**Task requirements**
Format the lines of the records as a JSON list of strings, one string per line and blank lines omitted, taking only the part that starts at the line containing "Could you please locate the man's" and runs through the end of the records.

**Raw data**
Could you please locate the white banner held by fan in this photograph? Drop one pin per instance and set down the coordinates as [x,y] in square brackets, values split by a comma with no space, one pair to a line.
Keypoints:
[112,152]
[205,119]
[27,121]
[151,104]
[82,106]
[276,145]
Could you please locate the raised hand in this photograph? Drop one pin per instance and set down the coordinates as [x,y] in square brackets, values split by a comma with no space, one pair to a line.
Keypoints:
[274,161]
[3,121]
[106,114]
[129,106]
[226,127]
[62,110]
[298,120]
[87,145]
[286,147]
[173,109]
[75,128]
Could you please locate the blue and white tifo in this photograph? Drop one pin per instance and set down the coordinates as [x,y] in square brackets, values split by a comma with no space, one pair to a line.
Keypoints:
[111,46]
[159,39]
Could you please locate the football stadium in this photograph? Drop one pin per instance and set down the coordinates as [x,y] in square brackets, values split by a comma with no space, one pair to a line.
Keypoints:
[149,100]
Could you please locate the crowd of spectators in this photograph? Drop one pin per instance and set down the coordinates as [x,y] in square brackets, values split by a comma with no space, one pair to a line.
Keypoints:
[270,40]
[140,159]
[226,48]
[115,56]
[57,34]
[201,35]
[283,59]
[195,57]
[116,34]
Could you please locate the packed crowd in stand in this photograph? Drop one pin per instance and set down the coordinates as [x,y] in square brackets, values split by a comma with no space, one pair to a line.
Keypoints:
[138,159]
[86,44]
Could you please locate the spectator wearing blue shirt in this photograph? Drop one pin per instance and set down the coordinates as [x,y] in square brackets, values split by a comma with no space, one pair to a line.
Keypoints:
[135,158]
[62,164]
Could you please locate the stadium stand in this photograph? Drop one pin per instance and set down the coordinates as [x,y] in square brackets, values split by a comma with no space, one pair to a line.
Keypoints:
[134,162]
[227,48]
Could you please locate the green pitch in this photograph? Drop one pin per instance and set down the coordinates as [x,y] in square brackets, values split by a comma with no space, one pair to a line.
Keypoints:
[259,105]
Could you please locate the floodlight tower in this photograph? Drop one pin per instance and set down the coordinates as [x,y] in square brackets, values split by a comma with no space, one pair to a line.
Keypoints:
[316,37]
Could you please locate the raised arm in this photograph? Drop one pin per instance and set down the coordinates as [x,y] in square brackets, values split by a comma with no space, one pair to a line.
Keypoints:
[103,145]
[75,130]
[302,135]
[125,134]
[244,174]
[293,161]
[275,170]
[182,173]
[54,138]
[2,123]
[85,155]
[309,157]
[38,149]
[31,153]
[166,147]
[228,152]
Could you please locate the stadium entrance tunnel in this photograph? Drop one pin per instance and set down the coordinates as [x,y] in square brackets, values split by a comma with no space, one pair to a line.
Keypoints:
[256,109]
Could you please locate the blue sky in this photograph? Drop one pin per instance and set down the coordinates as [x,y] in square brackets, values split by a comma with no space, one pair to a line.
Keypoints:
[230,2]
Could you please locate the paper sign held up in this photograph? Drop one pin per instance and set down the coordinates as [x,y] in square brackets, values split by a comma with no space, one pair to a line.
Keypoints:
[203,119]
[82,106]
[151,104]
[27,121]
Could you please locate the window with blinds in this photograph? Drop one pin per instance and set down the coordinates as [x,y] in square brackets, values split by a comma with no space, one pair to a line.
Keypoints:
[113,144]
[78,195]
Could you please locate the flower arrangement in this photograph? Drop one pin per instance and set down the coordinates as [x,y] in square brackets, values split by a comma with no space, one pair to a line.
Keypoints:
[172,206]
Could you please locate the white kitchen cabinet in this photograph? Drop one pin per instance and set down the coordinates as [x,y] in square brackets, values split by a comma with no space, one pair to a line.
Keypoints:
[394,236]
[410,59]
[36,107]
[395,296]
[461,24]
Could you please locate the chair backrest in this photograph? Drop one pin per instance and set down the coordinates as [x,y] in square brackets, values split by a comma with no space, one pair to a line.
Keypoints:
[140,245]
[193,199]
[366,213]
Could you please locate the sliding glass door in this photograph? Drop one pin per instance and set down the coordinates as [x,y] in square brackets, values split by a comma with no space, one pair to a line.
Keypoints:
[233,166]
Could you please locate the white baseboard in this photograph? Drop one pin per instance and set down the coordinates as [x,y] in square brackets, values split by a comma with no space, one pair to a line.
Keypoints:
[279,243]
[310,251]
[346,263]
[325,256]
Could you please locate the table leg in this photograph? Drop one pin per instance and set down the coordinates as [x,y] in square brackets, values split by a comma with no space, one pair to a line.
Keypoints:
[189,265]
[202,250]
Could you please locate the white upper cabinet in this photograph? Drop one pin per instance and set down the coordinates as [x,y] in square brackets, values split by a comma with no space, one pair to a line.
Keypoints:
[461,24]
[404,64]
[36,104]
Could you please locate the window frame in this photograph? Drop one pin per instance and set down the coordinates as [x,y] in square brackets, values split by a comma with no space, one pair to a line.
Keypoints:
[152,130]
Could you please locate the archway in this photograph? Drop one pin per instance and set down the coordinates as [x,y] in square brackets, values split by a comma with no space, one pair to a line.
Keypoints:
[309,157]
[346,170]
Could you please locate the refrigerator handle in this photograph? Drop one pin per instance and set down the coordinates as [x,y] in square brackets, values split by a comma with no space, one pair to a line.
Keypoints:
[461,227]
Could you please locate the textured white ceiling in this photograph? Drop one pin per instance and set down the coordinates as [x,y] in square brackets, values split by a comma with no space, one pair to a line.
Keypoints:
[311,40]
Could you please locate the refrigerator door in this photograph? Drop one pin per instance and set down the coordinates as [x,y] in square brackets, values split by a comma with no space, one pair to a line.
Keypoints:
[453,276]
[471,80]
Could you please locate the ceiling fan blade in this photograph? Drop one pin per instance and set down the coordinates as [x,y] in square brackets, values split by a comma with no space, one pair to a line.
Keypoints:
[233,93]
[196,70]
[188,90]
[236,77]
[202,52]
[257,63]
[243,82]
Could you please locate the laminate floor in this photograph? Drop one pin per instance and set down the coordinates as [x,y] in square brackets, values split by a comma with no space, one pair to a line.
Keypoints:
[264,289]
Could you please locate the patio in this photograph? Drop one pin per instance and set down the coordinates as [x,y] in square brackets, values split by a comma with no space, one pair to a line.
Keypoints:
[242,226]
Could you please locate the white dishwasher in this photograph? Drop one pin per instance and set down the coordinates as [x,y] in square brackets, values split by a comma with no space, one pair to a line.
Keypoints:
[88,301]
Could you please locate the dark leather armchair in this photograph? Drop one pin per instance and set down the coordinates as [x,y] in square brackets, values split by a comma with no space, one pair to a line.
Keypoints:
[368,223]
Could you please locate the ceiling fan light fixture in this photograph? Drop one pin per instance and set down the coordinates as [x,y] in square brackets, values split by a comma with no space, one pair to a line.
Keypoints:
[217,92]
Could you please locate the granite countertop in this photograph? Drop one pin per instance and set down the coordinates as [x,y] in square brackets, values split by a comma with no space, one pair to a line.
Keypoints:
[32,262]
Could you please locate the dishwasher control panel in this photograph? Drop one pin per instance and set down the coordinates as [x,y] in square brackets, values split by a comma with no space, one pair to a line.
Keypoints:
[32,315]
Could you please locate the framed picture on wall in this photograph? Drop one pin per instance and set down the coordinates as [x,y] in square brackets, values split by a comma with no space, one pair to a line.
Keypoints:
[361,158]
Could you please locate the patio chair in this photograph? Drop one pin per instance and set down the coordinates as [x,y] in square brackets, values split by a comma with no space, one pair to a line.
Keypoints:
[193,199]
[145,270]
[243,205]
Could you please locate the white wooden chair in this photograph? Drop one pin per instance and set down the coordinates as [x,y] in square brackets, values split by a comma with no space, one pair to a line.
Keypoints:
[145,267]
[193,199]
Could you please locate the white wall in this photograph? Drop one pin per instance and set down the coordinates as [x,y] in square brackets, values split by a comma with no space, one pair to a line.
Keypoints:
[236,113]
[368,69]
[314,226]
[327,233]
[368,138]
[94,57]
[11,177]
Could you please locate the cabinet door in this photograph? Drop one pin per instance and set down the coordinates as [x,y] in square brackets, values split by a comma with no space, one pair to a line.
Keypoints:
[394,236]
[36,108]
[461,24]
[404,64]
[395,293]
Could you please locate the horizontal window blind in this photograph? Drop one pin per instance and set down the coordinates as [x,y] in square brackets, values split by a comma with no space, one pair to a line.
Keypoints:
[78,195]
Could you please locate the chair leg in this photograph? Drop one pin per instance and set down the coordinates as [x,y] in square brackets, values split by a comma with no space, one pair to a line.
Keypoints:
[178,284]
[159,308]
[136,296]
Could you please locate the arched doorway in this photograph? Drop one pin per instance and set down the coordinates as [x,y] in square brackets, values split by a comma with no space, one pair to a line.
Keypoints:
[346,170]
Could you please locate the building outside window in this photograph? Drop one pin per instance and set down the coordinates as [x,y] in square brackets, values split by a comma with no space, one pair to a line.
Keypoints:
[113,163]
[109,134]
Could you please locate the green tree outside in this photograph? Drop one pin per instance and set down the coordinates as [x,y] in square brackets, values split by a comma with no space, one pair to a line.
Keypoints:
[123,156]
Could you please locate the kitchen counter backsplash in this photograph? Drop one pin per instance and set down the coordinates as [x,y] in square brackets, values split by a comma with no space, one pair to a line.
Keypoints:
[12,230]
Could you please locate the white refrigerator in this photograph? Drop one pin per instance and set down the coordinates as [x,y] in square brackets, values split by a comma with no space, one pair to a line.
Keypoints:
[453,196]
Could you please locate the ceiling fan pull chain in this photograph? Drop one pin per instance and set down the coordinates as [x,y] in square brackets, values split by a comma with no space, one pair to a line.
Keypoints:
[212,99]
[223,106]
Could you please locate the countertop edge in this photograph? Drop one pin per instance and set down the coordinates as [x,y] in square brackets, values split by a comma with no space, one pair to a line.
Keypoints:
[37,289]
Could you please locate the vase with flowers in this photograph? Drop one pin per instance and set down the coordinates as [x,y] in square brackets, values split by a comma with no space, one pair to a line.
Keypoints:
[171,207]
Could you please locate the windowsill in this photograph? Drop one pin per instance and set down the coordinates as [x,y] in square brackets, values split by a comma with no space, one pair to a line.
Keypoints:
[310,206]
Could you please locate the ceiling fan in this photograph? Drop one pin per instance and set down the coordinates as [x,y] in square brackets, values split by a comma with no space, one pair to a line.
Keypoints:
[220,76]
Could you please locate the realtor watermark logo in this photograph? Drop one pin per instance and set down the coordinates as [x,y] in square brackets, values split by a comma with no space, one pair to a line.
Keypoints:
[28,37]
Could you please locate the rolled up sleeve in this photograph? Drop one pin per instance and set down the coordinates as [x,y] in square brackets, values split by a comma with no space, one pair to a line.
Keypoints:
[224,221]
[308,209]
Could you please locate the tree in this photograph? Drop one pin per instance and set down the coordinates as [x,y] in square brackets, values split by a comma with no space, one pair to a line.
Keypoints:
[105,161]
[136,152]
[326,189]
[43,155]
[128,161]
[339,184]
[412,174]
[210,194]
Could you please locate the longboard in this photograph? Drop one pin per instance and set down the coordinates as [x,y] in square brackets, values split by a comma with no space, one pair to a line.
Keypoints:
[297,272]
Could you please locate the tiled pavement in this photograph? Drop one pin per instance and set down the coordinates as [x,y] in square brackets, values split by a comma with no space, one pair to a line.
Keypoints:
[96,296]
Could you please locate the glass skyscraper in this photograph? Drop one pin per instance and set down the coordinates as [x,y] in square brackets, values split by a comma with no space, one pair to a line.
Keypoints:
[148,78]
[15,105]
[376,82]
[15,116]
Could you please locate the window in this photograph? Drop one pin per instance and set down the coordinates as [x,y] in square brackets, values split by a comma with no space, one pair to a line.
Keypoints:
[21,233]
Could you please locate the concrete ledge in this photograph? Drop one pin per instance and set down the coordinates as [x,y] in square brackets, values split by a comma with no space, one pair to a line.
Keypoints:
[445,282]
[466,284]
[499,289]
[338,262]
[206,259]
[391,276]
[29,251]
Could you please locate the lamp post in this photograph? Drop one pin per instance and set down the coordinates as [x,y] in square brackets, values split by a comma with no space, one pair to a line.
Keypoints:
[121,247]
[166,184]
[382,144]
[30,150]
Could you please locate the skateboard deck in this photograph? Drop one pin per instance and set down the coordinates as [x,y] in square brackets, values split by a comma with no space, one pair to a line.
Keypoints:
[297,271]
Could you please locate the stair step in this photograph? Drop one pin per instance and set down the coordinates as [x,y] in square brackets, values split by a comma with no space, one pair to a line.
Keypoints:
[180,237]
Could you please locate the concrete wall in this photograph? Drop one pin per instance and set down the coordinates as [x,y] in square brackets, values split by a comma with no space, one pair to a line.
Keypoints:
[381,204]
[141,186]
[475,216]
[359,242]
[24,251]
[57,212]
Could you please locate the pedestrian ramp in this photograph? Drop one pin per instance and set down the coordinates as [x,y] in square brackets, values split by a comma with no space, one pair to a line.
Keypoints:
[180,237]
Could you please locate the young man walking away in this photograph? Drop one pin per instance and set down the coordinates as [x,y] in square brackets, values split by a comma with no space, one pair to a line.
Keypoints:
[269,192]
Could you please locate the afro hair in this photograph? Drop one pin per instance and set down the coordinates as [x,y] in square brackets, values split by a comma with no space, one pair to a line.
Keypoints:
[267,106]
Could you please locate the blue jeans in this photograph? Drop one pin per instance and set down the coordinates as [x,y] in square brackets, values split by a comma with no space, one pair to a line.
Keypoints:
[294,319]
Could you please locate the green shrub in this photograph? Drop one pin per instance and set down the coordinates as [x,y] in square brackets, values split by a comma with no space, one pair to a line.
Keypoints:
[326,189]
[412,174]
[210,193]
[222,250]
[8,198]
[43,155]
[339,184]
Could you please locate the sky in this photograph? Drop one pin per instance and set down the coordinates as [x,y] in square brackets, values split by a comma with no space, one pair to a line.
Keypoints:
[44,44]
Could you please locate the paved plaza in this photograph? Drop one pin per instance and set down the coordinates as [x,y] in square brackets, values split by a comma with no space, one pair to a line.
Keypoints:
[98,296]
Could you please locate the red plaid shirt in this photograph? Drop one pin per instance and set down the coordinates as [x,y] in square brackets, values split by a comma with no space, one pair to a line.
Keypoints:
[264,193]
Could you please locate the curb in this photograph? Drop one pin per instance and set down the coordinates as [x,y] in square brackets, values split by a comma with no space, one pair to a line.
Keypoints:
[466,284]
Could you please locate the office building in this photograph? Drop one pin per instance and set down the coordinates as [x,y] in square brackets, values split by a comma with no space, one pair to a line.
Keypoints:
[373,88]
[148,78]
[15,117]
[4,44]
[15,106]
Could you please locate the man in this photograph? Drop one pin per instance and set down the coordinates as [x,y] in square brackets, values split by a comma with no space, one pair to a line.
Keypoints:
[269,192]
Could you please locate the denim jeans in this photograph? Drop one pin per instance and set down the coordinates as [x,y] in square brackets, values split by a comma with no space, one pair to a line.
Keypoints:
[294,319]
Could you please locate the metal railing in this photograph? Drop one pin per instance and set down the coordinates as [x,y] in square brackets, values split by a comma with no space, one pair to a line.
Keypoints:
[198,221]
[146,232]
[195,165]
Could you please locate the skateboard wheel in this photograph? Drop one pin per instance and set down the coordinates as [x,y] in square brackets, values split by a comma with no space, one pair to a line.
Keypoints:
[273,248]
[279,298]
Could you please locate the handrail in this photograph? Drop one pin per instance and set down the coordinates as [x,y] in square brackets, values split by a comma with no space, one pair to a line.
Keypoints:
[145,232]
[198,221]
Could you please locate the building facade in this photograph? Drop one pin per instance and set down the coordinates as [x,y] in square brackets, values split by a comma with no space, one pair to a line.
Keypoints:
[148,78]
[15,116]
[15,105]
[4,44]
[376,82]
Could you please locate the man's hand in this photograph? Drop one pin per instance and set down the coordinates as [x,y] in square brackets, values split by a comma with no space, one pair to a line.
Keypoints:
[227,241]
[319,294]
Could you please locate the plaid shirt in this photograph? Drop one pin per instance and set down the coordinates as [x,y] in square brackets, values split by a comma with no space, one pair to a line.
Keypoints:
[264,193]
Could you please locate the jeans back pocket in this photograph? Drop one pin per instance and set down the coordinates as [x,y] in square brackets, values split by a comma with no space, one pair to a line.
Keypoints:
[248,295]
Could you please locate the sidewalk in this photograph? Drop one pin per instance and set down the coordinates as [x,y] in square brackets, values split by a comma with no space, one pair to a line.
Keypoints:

**Solution to the problem**
[
  "Could you please locate the man's hand in this photograph? Drop one pin per instance and set down the coordinates as [x,y] in square brackets, values split by a comma with no space, one pair to a line.",
  "Keypoints:",
  "[227,241]",
  "[319,294]",
  "Could you please locate the plaid shirt in this photograph? Drop one pin per instance and set down the coordinates as [x,y] in square brackets, values split by a comma with no space, one pair to a line.",
  "Keypoints:",
  "[264,193]",
  "Could you please locate the jeans back pocket in this photograph? Drop one pin per instance and set down the coordinates as [x,y] in square brackets, values split by a comma with no space, one pair to a line.",
  "Keypoints:",
  "[248,295]",
  "Could you please locate the sidewalk in this photograph? Drop one pin per instance and set down the coordinates as [x,y] in square brackets, values split by a comma with no space, one pair to a line.",
  "Keypoints:"
]